Provided data:
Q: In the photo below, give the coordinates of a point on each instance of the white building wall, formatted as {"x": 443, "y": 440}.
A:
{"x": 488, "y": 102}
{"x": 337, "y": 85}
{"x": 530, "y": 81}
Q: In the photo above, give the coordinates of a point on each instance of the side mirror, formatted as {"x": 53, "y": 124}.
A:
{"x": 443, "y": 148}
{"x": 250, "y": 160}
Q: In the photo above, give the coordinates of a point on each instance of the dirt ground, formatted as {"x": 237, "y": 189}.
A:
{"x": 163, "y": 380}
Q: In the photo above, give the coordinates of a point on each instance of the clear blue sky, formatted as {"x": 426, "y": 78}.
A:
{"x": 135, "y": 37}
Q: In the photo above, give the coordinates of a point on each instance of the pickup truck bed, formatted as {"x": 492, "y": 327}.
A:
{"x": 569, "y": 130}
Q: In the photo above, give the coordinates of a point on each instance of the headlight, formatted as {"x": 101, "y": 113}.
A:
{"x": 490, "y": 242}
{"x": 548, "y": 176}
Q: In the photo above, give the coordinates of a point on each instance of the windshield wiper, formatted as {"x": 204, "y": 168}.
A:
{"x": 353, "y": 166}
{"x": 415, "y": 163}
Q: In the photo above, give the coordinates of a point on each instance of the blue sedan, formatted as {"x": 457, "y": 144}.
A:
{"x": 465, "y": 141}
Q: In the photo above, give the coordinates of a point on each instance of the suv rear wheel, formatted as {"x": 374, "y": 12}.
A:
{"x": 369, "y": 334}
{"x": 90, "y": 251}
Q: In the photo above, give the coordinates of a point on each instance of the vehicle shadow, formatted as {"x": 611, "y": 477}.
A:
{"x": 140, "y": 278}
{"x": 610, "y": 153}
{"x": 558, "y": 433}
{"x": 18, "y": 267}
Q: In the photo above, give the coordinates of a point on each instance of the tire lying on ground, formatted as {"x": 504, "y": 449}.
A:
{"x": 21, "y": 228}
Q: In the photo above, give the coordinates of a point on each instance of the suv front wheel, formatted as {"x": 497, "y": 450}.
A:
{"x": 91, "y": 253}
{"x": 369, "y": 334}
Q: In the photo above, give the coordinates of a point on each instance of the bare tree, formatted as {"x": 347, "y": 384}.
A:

Work to be completed: Rewrite all the items above as a Markdown table with the columns Row and Line. Put each nonblank line in its own row, numbered in order, and leave out blank lines.

Task result:
| Row | Line |
|---|---|
| 1 | Q: In the photo below, give the coordinates of a point on each instance of the white building wall, formatted as {"x": 443, "y": 440}. |
| 2 | A: |
| 3 | {"x": 488, "y": 102} |
| 4 | {"x": 337, "y": 85} |
| 5 | {"x": 530, "y": 81} |
| 6 | Q: In the photo above, give the coordinates of a point on each instance of the side mirror, formatted as {"x": 53, "y": 124}. |
| 7 | A: |
| 8 | {"x": 443, "y": 148} |
| 9 | {"x": 250, "y": 160} |
| 10 | Q: In the photo above, give the coordinates of a point on each instance of the dirt ground, formatted as {"x": 237, "y": 189}. |
| 11 | A: |
| 12 | {"x": 163, "y": 380} |
| 13 | Q: In the photo above, give the coordinates of a point on each instance of the clear blue sky, formatted as {"x": 426, "y": 78}. |
| 14 | A: |
| 15 | {"x": 135, "y": 37} |
| 16 | Q: In the photo above, give the coordinates of a point on each instance of the pickup truck bed, formatted as {"x": 492, "y": 327}. |
| 17 | A: |
| 18 | {"x": 569, "y": 130} |
| 19 | Q: In the photo above, give the coordinates of a point on each instance of the headlight, formatted as {"x": 101, "y": 113}. |
| 20 | A: |
| 21 | {"x": 490, "y": 242} |
| 22 | {"x": 548, "y": 176} |
| 23 | Q: In the photo above, give the coordinates of a point on each instance of the windshield wiper, formatted as {"x": 204, "y": 168}. |
| 24 | A: |
| 25 | {"x": 353, "y": 166} |
| 26 | {"x": 415, "y": 163} |
| 27 | Q: In the photo above, give the coordinates of a point on each instance of the blue sedan, formatted as {"x": 457, "y": 144}. |
| 28 | A: |
| 29 | {"x": 465, "y": 141} |
| 30 | Q: In the photo above, give the coordinates of a point on each instance of the suv rear wheel, formatted as {"x": 374, "y": 12}. |
| 31 | A: |
| 32 | {"x": 369, "y": 334} |
| 33 | {"x": 90, "y": 251} |
| 34 | Q: In the photo above, give the coordinates of a point on each instance of the vehicle shadow, formatted as {"x": 611, "y": 477}. |
| 35 | A: |
| 36 | {"x": 140, "y": 278} |
| 37 | {"x": 610, "y": 153} |
| 38 | {"x": 558, "y": 433} |
| 39 | {"x": 18, "y": 267} |
| 40 | Q: In the photo above, give the coordinates of a point on each instance of the tire lying on ground, formatted as {"x": 504, "y": 449}. |
| 41 | A: |
| 42 | {"x": 21, "y": 228} |
| 43 | Q: In the photo above, give the coordinates of a point on each instance of the suv front wheel, formatted as {"x": 497, "y": 450}. |
| 44 | A: |
| 45 | {"x": 91, "y": 253} |
| 46 | {"x": 369, "y": 334} |
| 47 | Q: In the photo above, give the coordinates of a point on each instance of the bare tree, formatted as {"x": 347, "y": 384}. |
| 48 | A: |